=== GOAL OF THE EXERCISE ===
All of the entries need to be copied character for character.

=== RECORDS FOR THIS EXERCISE ===
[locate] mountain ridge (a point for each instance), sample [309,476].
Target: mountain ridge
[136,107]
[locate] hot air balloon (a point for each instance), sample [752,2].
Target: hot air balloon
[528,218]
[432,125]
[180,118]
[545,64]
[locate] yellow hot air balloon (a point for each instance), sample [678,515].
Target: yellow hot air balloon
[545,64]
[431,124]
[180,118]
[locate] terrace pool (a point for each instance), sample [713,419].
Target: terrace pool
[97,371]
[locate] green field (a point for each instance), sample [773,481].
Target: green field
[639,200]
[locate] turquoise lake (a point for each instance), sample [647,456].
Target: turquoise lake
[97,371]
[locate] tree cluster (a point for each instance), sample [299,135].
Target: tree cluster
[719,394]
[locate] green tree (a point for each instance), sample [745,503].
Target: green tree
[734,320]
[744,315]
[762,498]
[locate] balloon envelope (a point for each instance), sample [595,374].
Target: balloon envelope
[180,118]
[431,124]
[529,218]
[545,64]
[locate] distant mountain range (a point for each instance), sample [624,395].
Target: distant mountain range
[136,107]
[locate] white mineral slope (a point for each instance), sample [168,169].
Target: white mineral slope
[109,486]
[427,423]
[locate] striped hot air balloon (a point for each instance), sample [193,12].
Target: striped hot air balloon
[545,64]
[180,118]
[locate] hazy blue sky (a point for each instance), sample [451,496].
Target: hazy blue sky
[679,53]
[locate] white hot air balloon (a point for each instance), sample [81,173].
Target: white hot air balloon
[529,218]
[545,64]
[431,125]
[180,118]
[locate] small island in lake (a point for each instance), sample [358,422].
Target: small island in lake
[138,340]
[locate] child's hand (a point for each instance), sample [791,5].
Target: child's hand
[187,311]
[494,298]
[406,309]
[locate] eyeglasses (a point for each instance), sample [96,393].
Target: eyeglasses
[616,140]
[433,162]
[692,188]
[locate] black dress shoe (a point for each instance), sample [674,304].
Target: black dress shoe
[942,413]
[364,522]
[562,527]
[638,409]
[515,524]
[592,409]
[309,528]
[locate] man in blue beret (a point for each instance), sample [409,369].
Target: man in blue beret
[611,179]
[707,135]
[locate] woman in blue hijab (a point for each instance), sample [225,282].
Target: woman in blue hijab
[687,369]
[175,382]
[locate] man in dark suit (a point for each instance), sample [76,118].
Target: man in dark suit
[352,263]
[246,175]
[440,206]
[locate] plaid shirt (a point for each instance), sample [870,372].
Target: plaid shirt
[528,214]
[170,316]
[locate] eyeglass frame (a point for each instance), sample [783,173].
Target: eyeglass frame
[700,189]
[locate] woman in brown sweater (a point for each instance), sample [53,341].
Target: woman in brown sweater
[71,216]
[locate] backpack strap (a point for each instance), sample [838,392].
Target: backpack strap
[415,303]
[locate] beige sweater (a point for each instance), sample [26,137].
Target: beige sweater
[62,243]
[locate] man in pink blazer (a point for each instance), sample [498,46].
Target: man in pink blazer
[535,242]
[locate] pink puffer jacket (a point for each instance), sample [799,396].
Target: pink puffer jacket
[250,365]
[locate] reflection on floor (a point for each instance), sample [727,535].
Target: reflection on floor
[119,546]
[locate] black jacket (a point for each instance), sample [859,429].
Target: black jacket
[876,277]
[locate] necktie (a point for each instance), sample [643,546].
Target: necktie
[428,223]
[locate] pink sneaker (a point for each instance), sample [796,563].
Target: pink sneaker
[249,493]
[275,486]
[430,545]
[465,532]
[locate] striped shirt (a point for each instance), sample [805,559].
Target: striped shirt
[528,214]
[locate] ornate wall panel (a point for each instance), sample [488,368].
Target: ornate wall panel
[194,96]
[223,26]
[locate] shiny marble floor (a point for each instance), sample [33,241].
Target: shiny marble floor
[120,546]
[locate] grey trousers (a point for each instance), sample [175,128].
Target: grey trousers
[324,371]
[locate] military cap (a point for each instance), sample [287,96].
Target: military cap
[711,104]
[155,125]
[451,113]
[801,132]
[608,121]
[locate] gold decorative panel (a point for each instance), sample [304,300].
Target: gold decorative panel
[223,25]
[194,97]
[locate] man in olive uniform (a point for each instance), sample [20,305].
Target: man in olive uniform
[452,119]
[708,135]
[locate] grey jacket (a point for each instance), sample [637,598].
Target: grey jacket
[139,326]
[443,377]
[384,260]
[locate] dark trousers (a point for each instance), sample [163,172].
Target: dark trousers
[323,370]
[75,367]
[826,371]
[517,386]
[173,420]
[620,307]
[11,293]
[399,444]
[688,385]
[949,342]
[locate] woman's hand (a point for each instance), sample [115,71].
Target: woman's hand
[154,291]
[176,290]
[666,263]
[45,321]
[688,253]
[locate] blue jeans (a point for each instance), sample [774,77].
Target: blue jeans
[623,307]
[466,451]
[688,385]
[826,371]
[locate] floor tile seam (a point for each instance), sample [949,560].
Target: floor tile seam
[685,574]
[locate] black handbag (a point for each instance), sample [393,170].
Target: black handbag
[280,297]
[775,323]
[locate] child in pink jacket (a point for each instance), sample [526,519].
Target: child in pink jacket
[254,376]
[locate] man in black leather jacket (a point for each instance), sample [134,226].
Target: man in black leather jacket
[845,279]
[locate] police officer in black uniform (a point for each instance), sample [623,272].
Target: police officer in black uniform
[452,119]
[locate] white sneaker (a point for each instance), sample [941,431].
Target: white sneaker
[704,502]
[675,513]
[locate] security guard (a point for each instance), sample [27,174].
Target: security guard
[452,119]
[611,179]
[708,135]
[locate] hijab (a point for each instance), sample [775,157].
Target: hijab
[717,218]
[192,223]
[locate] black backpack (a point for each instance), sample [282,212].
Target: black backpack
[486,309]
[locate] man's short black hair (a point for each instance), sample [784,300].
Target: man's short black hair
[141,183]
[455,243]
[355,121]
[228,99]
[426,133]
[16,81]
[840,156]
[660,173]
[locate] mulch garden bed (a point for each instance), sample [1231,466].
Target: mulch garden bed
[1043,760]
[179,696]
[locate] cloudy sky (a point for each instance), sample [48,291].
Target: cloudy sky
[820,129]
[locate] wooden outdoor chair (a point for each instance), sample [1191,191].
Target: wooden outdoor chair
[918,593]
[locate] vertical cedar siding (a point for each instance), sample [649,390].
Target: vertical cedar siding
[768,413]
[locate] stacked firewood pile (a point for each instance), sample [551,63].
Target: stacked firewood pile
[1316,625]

=== RESULT OF THE EXERCISE ===
[locate] mountain ridge (a point for each instance), sample [309,476].
Target: mountain ridge
[136,107]
[locate] hot air balloon (a point for each instance), sample [752,2].
Target: hot air balloon
[528,218]
[432,125]
[180,118]
[545,64]
[locate] yellow hot air balloon (a point for each instance), sample [678,515].
Target: yellow hot air balloon
[545,64]
[431,124]
[180,118]
[locate] terrace pool (a point for each instance), sample [713,419].
Target: terrace pool
[97,371]
[locate] green field (a point for each instance), sample [773,481].
Target: green field
[639,200]
[locate] turquoise lake (a point for each instance), sample [647,456].
Target: turquoise lake
[97,371]
[locate] tree cluster (a point for each instance), sample [299,135].
Target: tree cluster
[719,394]
[locate] green tree (a point for each instance), sample [745,503].
Target: green tree
[734,320]
[744,315]
[762,498]
[locate] balloon envelope (a point for each instance), sample [595,374].
Target: balloon envelope
[180,118]
[431,124]
[529,218]
[545,64]
[locate] distant mountain range (a point for each instance), sample [624,395].
Target: distant mountain range
[136,107]
[locate] white mineral slope (a point for each instance), sample [168,169].
Target: white mineral slope
[109,486]
[427,423]
[locate] striped hot air balloon (a point for each instance), sample [193,12].
Target: striped hot air balloon
[545,64]
[180,118]
[locate] hazy blue sky (a point for each instance), sample [451,496].
Target: hazy blue sky
[679,53]
[locate] white hot air balloon (a point for each instance), sample [81,173].
Target: white hot air balloon
[529,218]
[545,64]
[431,125]
[180,118]
[locate] small island in lake (a point for each instance), sample [358,422].
Target: small island in lake
[138,340]
[locate] child's hand (a point for each instance), sample [791,5].
Target: child's hand
[187,311]
[494,298]
[406,309]
[locate] eyeglasses (a point for each instance), sample [96,393].
Target: eyeglasses
[616,140]
[433,162]
[692,188]
[locate] black dress shoe (a point for each instance), sample [674,304].
Target: black dress shoe
[942,413]
[364,522]
[562,527]
[638,409]
[515,524]
[592,409]
[309,528]
[locate] man in blue beret (a point for each instance), sample [409,369].
Target: man in blue beret
[611,179]
[707,135]
[locate] woman in blue hijab (a point for each instance), sample [225,282].
Target: woman in blue hijab
[687,369]
[175,382]
[locate] man in dark suit (a point for each instance), sample [76,118].
Target: man in dark suit
[352,263]
[246,175]
[440,206]
[locate] plaid shirt (a point for each instance), sample [870,372].
Target: plaid shirt
[528,214]
[170,316]
[locate] eyeglass frame (a point for each instance), sample [783,173].
Target: eyeglass frame
[700,189]
[locate] woman in brown sweater (a point for each instance), sample [53,341].
Target: woman in brown sweater
[71,216]
[locate] backpack strap (a point for each instance), sample [838,392].
Target: backpack strap
[415,303]
[locate] beige sweater (a point for each instance), sample [26,137].
Target: beige sweater
[62,243]
[locate] man in pink blazer (a point for each instance), sample [498,46].
Target: man in pink blazer
[535,242]
[locate] pink puffer jacket (a point for each instance), sample [799,396].
Target: pink puffer jacket
[250,365]
[locate] reflection on floor (a point for each instance), sample [727,535].
Target: reflection on floor
[119,546]
[locate] black jacket (a point for each instance), sample [859,429].
Target: black jacket
[876,277]
[locate] necktie (a point for each instance), sample [643,546].
Target: necktie
[428,223]
[locate] pink sneaker (a point for each instance), sample [796,563].
Target: pink sneaker
[249,493]
[275,486]
[430,545]
[465,532]
[locate] striped shirt (a point for each instance), sample [805,559].
Target: striped shirt
[528,214]
[locate] ornate wall panel (a point for each instance), sample [488,368].
Target: ornate wall panel
[194,96]
[223,26]
[locate] shiny marble floor (a point for each instance), sample [33,241].
Target: shiny marble floor
[120,546]
[locate] grey trousers (a point for each instance), sample [175,128].
Target: grey trousers
[324,371]
[locate] military cap (a point for each instance), sample [287,96].
Target: military cap
[711,104]
[155,125]
[451,113]
[801,132]
[608,121]
[locate] gold decorative panel (a point for each instance), sample [304,300].
Target: gold decorative panel
[223,25]
[194,97]
[locate] man in olive uniform (a point for each instance), sample [20,305].
Target: man in olive uniform
[452,119]
[708,135]
[locate] grey jacket (a point for each instance), sample [637,598].
Target: grey jacket
[139,326]
[443,377]
[384,260]
[locate] dark trousers (a point for each instance), sample [163,172].
Target: dark trousers
[323,370]
[75,367]
[826,371]
[517,386]
[173,420]
[620,307]
[11,293]
[399,444]
[688,385]
[949,342]
[locate] woman's hand (a point for each instance), sample [115,71].
Target: woman's hand
[154,291]
[176,290]
[666,263]
[45,321]
[688,253]
[locate] blue jeans (a point for each instance), sample [774,77].
Target: blue jeans
[623,307]
[466,451]
[688,385]
[826,371]
[locate] floor tile seam (a point for each instance), sample [949,560].
Target: floor tile seam
[685,574]
[locate] black handbag (a point for each instance), sample [393,170].
Target: black handbag
[280,297]
[775,323]
[locate] child in pink jacket (a point for each instance), sample [526,519].
Target: child in pink jacket
[254,376]
[locate] man in black leather jacket (a point for each instance), sample [134,226].
Target: man in black leather jacket
[845,279]
[locate] police officer in black uniform (a point for each instance), sample [623,272].
Target: police officer in black uniform
[452,119]
[locate] white sneaker (a point for each instance), sample [941,431].
Target: white sneaker
[704,502]
[675,513]
[locate] security guard (a point for each instance), sample [27,174].
Target: security guard
[452,119]
[611,179]
[708,135]
[locate] hijab (a point for each instance), sample [775,157].
Target: hijab
[717,218]
[192,223]
[locate] black backpack (a point for each instance), sample [282,212].
Target: black backpack
[486,309]
[locate] man's short black hair (a point for each instance), sample [784,300].
Target: man's short black hair
[141,183]
[455,243]
[355,121]
[228,99]
[426,133]
[16,81]
[840,156]
[660,173]
[locate] mulch garden bed (a point for each instance), sample [1231,466].
Target: mulch garden bed
[1043,760]
[179,696]
[locate] cloudy sky (a point for each instance), sample [48,291].
Target: cloudy sky
[820,129]
[locate] wooden outdoor chair (a point for each instance), sample [1191,191].
Target: wooden outdoor chair
[918,593]
[locate] vertical cedar siding (a point for each instance), sample [649,390].
Target: vertical cedar siding
[768,413]
[locate] stacked firewood pile (a point for each instance), sample [551,63].
Target: stacked firewood pile
[1316,625]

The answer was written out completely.